— WORK TO BE COMPLETED —
Each line in the data holding "black" should be listed.

• • • • • • •

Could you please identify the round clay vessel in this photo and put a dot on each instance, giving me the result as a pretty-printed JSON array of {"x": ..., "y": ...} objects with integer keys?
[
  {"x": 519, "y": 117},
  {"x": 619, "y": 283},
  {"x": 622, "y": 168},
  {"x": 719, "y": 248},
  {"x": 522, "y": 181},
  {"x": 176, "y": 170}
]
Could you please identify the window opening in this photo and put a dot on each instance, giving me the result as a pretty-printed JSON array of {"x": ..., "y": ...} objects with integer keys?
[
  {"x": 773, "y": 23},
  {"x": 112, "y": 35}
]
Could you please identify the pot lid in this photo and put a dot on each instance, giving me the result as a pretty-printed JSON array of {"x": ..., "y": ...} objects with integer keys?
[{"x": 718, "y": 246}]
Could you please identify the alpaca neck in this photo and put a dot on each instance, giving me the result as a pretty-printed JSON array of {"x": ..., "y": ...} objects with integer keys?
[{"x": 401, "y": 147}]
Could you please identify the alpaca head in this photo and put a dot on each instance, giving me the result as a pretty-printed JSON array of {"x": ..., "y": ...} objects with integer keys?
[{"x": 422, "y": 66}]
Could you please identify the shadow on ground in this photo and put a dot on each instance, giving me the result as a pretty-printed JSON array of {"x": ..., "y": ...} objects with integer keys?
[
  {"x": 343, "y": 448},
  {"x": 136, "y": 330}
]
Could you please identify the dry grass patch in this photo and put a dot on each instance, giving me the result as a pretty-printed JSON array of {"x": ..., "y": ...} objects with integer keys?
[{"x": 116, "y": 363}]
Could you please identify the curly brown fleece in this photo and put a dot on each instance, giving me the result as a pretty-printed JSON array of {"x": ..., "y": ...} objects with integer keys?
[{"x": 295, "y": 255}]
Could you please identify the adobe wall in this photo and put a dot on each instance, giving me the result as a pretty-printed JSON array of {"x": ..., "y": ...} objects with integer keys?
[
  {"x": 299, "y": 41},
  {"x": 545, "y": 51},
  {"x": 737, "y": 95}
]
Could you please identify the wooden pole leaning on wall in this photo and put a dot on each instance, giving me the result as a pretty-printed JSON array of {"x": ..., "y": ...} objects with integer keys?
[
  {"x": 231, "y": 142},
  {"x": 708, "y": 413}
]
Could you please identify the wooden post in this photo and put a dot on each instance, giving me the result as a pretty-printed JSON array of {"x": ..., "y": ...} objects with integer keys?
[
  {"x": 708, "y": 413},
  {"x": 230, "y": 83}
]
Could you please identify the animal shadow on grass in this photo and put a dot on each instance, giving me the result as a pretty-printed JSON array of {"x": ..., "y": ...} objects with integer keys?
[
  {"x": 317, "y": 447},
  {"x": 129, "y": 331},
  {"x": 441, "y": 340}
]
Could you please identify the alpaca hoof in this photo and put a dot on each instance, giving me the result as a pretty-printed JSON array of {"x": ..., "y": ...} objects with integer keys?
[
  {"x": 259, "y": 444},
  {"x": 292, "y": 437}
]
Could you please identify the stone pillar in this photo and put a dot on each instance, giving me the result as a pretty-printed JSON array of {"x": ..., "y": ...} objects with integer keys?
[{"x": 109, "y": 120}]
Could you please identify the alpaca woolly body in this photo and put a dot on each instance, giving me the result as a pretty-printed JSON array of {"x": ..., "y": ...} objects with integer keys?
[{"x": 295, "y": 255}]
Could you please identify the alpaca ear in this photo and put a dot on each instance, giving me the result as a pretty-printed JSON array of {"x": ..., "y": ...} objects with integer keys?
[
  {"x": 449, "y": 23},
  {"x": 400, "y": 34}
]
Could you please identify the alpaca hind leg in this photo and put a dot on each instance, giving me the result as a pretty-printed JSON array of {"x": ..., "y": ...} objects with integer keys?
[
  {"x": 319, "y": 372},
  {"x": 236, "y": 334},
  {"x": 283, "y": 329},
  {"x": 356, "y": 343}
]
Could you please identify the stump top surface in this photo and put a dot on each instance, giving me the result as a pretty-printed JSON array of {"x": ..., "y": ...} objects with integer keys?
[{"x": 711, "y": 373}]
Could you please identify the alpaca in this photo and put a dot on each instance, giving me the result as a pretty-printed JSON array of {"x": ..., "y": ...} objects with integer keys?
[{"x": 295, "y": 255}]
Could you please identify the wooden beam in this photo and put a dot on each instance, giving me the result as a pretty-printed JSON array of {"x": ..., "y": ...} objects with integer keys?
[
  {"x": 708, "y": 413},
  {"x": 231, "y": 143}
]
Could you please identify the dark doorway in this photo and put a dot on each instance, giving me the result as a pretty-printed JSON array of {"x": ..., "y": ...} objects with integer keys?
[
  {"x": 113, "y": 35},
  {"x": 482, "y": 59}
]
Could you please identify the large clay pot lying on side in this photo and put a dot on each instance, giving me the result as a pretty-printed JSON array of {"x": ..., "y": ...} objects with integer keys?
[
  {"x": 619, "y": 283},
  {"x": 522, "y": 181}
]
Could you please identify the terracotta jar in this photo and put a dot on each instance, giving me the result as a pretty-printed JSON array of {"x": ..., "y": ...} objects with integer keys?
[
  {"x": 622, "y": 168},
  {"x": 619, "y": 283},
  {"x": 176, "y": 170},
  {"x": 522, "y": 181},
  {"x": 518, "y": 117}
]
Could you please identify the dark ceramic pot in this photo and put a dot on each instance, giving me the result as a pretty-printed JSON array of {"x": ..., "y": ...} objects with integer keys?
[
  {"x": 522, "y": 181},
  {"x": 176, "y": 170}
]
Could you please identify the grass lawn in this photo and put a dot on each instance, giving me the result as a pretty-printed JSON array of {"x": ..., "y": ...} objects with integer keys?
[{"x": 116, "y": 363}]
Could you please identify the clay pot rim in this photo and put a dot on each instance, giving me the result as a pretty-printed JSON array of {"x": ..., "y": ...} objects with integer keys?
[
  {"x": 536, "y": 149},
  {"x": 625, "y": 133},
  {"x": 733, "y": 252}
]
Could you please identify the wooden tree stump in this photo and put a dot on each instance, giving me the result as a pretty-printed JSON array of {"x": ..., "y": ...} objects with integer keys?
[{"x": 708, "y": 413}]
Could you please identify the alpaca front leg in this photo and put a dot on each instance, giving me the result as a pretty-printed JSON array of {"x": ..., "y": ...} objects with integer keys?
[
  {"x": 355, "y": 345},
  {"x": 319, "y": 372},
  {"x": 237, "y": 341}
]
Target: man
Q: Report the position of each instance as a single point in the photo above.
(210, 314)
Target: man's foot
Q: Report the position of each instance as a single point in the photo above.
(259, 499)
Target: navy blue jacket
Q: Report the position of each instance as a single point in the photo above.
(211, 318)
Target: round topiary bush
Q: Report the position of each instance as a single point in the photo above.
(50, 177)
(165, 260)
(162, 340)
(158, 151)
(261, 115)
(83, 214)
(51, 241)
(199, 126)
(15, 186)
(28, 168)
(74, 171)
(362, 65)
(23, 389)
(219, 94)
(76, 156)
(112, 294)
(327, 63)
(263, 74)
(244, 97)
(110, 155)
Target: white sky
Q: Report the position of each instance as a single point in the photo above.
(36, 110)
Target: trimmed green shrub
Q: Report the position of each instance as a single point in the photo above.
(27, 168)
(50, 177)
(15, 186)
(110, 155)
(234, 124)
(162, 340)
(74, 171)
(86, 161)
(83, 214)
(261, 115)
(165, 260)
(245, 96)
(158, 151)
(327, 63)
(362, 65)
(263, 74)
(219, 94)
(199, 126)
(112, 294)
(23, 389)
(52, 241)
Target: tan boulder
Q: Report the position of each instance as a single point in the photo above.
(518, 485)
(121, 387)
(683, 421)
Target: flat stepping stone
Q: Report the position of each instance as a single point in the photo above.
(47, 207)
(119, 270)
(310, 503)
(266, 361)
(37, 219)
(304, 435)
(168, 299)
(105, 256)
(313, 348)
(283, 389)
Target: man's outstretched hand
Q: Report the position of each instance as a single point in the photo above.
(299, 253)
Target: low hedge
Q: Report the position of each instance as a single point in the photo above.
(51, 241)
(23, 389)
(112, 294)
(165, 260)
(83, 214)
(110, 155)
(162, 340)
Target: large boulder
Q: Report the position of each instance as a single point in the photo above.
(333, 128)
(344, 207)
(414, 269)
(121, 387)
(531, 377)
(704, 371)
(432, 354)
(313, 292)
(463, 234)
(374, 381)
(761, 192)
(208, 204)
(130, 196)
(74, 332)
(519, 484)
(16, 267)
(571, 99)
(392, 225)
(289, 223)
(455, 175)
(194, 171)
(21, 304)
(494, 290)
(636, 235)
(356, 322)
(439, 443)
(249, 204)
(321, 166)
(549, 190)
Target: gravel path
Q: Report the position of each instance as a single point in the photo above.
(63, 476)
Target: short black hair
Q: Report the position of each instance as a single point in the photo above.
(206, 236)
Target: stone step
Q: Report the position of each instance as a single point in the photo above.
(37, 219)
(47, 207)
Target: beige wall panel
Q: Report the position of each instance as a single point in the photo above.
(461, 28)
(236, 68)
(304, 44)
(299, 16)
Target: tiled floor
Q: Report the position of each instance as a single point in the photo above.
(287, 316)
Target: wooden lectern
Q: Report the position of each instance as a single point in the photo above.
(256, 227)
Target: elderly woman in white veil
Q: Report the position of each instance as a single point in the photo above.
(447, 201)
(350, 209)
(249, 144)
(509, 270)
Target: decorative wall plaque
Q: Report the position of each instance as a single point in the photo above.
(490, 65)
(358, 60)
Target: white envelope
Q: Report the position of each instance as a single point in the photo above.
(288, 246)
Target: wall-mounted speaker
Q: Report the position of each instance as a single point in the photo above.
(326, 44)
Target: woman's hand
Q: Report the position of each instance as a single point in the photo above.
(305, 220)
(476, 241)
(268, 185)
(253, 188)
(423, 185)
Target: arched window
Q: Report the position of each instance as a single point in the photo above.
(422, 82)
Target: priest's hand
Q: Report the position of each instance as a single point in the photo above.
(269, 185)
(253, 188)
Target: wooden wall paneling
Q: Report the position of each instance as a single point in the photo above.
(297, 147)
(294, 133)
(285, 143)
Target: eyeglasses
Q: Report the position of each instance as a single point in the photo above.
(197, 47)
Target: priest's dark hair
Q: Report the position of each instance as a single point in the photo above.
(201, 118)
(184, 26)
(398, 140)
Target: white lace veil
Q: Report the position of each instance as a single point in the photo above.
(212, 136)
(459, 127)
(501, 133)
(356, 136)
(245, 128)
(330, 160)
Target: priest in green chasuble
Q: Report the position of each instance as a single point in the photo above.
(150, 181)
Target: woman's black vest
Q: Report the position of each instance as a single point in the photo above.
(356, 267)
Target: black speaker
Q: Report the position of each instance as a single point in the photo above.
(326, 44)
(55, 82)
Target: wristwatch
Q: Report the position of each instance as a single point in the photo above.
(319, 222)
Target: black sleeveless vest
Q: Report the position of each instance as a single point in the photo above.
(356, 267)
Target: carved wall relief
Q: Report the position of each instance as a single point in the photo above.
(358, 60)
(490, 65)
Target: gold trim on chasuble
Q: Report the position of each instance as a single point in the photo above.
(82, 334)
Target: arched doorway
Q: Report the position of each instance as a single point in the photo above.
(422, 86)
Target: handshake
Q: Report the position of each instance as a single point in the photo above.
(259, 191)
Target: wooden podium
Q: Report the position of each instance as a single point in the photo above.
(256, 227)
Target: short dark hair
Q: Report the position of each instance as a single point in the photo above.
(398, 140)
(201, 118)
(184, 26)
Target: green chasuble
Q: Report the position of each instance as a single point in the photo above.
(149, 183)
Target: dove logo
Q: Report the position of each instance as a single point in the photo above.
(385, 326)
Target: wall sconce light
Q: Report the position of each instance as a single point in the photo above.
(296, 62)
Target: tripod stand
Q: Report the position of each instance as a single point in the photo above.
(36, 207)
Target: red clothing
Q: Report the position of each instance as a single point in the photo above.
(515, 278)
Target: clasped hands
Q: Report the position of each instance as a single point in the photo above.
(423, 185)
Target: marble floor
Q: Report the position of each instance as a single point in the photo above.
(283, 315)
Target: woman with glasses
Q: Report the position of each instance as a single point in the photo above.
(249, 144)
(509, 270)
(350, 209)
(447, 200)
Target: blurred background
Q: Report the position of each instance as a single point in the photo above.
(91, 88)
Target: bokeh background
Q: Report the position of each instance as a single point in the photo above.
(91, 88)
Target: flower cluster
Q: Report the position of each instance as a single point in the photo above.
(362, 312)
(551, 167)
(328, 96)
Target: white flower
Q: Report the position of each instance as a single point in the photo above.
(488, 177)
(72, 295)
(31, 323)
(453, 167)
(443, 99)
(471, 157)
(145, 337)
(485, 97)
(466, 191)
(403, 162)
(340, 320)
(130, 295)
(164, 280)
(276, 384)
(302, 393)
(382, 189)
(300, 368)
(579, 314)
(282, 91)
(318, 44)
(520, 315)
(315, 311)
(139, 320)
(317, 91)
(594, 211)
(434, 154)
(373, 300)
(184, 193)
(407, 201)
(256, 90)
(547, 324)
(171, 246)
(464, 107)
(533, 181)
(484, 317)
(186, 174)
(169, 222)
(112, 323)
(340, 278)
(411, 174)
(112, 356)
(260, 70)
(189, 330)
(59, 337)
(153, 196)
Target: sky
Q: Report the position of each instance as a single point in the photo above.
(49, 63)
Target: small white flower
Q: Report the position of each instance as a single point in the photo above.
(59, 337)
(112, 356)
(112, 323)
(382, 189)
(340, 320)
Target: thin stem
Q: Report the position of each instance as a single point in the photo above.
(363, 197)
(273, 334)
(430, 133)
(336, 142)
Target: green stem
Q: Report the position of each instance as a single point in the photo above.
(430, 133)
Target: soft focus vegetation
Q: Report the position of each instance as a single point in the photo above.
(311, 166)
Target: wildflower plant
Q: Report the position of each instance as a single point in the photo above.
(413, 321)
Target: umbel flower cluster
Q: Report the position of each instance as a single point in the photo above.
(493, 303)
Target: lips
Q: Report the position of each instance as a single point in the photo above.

• • • • • • •

— ANSWER SECTION —
Target: short black hair
Target: woman's black vest
Target: black speaker
Target: black sleeveless vest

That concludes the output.